21 June 2010

The Question of Attention

"He came the following Sunday afternoon. I had a television set. We played one ballgame on the TV, another on the radio, and kept switching to a third and kept track of all that was happening every moment. "Remember, Sal, Hodges is on second in Brooklyn so while the relief pitcher is coming in for the Phillies we'll switch to Giants-Boston and at the same time notice there DiMaggio has three balls count and the pitcher is fiddling with the resin bag, so we quickly find out what happened to Bobby Thomson when we left him thirty seconds ago with a man on third. Yes!"' - Jack Kerouac, On The Road

It is 1949 and Kerouac and Neal Cassady are experiencing new media multitasking. Who knew that 60 years on that idea would be more controversial than anything else in that breakthrough novel?

"Thus far, the neuroscience of multitasking has tended to follow a predictable pattern. Scientists take a handful of test subjects out of their offices and make them watch colored squares dance on a screen in a lab somewhere. Then they determine that multitasking makes you slightly less able to focus. A study reported on early this month found that heavy multitaskers performed about 10 to 20 percent worse on most tests than light multitaskers." - Steven Johnson in The New York Times

The kind of research "proving" multitasking is "impossible" [NPR] is available in this New York Times test.
Is your ability to attend to random flashing red rectangles a fair measuring system? Well, that's what always makes research funny. In order to quantify the human experience in a "valid" way you have to strip it down to a point where the experience itself is completely out of context and thus meaningless.

This "out of context research" is why, for example, I see so many high school graduates these days who can read perfectly fluently (which "research" says is important) while not comprehending one word. And, in the case of "attention," it is why we have so many smart people suddenly declaring that they are unable to "walk and chew gum at the same time."

And this matters because, at least since the end of the World War we have been fighting a bizarre battle against our children. "You can't listen to the radio and do your homework." "You can't watch television and do your homework." "You can't look out the window and hear the teacher."

This notion of "attention" is, of course, religious, not scientific. Early Calvinist churches stripped everything but the book and the minister from the worship space because your mind was supposed to be single-focused, not wandering as in a Catholic Mass in a Cathedral. On the other hand humans would never have made it out of the trees if they hadn't been able to gather berries while watching out for large cats. Yet, because brain science remains cultural, our scientists still pursue that Protestant notion of "attention" as if it is a scientific ideal. And this crushes children's learning - and comfort - in school.

What's funny is that NPR will broadcast this story to an audience that is 70 percent driving. Yes, all those NPR listeners are dealing with the complex issues of Science Friday while navigating a two ton vehicle moving at over a kilometer and a half every 60 seconds. The rest of the audience is at work, or cooking dinner, or whatever, but damn few are single-tasking.

The New York Times is writing that story for an audience that is eating breakfast, riding the subway, opening mail at their desk, listening to a meeting in their conference room. Probably more are multi-tasking than not.

Extracted information:
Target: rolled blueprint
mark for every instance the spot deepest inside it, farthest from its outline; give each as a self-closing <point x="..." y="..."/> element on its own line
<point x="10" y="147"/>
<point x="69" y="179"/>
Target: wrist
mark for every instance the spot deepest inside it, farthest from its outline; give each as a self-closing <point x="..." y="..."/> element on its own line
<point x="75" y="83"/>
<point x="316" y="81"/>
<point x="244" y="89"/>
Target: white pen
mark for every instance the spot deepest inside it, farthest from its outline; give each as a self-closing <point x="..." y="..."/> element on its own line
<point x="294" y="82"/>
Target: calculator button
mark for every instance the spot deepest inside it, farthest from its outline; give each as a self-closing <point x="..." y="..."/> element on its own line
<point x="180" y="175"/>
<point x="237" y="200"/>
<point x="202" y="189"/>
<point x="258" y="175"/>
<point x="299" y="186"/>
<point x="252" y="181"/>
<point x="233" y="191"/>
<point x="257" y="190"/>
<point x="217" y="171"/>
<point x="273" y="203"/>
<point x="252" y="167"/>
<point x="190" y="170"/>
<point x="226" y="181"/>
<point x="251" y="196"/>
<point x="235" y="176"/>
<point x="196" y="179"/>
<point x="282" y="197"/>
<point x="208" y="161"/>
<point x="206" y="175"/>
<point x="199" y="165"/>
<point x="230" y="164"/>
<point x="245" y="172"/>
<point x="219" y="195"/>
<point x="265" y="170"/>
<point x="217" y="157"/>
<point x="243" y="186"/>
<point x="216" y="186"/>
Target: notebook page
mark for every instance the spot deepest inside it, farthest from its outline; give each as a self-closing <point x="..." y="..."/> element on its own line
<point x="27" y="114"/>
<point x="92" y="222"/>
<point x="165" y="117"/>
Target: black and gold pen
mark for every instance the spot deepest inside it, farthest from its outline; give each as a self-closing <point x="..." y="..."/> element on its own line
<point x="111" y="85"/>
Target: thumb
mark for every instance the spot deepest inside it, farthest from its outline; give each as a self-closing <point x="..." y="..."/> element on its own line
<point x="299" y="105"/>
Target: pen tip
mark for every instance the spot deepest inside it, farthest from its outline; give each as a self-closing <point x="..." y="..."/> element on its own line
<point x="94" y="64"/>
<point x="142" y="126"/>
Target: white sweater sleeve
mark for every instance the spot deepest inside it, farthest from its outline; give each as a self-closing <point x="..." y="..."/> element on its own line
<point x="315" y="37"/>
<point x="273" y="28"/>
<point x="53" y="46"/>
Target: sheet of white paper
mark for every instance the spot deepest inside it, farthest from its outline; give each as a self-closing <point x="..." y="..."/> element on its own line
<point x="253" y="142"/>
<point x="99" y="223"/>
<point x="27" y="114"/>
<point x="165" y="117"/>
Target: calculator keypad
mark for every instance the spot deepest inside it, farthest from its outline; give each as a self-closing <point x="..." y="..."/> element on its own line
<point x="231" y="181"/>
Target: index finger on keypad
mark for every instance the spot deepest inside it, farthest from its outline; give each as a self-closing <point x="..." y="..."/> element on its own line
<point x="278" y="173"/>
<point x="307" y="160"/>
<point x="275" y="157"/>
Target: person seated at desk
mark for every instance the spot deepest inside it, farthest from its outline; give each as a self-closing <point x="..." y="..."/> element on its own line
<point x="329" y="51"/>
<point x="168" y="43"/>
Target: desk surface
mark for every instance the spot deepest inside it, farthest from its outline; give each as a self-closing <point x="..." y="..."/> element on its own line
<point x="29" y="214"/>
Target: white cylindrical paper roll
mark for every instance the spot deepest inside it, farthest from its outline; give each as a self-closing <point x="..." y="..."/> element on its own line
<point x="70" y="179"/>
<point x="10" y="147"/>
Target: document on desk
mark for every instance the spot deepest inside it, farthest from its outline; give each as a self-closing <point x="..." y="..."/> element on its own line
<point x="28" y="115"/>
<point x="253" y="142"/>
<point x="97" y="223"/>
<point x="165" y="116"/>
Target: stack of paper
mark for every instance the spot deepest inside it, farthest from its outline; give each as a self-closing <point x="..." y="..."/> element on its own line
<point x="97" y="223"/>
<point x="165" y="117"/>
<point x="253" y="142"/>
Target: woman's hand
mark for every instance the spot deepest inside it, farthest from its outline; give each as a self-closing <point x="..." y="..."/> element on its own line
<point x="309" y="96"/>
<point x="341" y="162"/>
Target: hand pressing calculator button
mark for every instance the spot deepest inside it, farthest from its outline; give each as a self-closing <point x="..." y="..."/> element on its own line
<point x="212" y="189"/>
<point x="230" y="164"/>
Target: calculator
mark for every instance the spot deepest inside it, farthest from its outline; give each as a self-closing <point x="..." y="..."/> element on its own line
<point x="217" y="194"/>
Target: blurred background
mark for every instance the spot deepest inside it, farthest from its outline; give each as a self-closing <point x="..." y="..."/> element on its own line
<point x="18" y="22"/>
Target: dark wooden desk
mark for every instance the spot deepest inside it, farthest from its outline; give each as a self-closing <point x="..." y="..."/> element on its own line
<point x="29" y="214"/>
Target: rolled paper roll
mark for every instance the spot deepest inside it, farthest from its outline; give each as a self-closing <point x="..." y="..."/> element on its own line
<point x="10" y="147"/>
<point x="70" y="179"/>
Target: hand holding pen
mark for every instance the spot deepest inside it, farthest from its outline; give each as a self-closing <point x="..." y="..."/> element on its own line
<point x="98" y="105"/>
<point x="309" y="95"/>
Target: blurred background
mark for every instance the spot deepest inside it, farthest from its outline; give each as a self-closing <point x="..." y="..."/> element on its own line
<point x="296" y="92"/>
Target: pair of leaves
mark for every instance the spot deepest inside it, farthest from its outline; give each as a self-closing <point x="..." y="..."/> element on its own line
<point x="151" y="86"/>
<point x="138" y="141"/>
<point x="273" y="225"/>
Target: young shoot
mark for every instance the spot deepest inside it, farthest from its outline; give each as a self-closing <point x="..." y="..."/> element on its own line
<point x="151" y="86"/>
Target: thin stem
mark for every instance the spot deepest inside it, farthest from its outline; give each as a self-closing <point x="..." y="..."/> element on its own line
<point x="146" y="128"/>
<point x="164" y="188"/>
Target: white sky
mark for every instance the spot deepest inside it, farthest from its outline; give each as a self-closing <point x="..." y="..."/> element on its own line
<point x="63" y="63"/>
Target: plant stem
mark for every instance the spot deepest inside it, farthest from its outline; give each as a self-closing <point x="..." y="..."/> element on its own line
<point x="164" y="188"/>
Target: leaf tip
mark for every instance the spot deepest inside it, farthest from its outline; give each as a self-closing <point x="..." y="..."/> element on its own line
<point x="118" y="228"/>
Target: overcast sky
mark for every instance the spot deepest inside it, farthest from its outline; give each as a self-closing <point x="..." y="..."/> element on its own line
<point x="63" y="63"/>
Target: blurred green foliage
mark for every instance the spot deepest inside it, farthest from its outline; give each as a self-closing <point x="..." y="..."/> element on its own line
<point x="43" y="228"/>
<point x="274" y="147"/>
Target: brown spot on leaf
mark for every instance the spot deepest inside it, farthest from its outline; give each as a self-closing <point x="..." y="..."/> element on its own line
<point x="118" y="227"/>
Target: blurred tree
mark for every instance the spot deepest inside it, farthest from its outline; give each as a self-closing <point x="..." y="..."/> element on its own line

Task instructions: Rewrite the part of the piece on multitasking starting with "The Question of" and going on through "that breakthrough novel?", putting "Saturday" wherever "Sunday" appears.

Full answer:
The Question of Attention

"He came the following Saturday afternoon. I had a television set. We played one ballgame on the TV, another on the radio, and kept switching to a third and kept track of all that was happening every moment. "Remember, Sal, Hodges is on second in Brooklyn so while the relief pitcher is coming in for the Phillies we'll switch to Giants-Boston and at the same time notice there DiMaggio has three balls count and the pitcher is fiddling with the resin bag, so we quickly find out what happened to Bobby Thomson when we left him thirty seconds ago with a man on third. Yes!"' - Jack Kerouac, On The Road

It is 1949 and Kerouac and Neal Cassady are experiencing new media multitasking. Who knew that 60 years on that idea would be more controversial than anything else in that breakthrough novel?